Provided text:
--- --- ---

Assessment of Education Needs and Opportunities
Realization of the applications and execution of the hard science and engineering research described in the prior sections necessitates education improvements. The overall consensus was that training of students and academicians for interdisciplinary research requires a significant departure from the predominant current education approach wherein an individual becomes highly specialized in a scientific/engineering niche. Instead, a “renaissance” education, wherein an individual can speak the technical language of multiple disciplines but is specialized in a specific area, is necessary.
Undergraduate Education
Interdisciplinary education at the undergraduate level must be integrated within a curriculum that is already impacted and stretched. Science and engineering majors at most universities have among the greatest unit requirements/restrictions for degrees. As a result, adding additional content is not a realistic option. Additional material could only be added as replacement material or within an alternative/elective class.
The primary objective at the undergraduate level was to expose students to multiple disciplines and inter-disciplinary research to broader their scientific view and appeal to their interests. It was determined that rigorous interdisciplinary training is best accomplished at the graduate level and therefore the objective at the undergraduate level is more towards educating students regarding this opportunity.

--- --- ---

Listed entries:
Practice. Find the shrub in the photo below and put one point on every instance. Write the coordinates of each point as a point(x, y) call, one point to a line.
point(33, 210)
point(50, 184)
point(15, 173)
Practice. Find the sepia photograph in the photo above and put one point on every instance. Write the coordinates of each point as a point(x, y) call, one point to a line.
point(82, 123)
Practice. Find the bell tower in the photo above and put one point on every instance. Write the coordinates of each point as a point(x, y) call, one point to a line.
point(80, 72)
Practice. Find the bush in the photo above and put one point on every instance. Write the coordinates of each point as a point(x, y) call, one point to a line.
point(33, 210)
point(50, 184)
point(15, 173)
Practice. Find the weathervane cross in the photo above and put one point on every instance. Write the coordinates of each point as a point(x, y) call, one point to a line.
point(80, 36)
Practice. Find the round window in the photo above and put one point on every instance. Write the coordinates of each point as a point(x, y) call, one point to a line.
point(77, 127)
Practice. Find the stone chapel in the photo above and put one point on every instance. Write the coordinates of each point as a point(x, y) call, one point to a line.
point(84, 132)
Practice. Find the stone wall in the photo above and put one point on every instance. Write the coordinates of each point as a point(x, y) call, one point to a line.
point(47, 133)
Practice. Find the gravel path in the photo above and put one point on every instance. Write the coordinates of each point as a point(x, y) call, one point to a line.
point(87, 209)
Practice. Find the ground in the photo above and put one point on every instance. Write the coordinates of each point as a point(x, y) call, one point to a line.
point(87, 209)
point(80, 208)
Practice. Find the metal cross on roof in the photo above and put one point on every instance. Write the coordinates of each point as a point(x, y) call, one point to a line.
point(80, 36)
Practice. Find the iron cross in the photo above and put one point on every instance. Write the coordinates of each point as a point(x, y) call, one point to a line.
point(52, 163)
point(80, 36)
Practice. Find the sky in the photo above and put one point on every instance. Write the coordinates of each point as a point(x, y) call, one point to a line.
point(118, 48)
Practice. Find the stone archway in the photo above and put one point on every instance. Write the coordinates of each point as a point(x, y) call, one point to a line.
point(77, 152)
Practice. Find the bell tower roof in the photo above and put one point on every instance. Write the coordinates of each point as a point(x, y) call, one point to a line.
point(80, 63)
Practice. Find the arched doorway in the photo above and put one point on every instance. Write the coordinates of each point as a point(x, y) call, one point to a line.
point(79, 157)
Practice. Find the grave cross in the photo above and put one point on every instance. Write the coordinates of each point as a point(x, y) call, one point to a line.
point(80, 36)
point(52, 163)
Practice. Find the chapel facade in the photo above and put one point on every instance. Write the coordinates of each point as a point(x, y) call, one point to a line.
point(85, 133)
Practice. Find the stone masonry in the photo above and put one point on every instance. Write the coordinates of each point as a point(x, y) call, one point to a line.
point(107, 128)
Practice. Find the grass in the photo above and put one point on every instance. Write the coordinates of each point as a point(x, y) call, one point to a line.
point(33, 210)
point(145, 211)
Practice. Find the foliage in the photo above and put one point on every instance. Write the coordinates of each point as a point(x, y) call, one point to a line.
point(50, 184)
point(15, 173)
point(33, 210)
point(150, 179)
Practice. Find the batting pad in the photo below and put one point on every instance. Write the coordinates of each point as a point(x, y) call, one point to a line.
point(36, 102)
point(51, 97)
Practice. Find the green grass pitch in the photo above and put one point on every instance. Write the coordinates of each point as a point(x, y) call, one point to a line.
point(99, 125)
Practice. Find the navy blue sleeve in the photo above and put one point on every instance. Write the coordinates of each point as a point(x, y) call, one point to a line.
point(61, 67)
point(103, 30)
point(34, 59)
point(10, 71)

--- --- ---

Exercise description:
Retype the education passage word for word, everything from "Assessment of Education" down to "area, is necessary.". The data come from a separate source, not from the text.

Solution to the problem:
Assessment of Education Needs and Opportunities
Realization of the applications and execution of the hard science and engineering research described in the prior sections necessitates education improvements. The overall consensus was that training of students and academicians for interdisciplinary research requires a significant departure from the predominant current education approach wherein an individual becomes highly specialized in a scientific/engineering niche. Instead, a “renaissance” education, wherein an individual can speak the technical language of multiple disciplines but is specialized in a specific area, is necessary.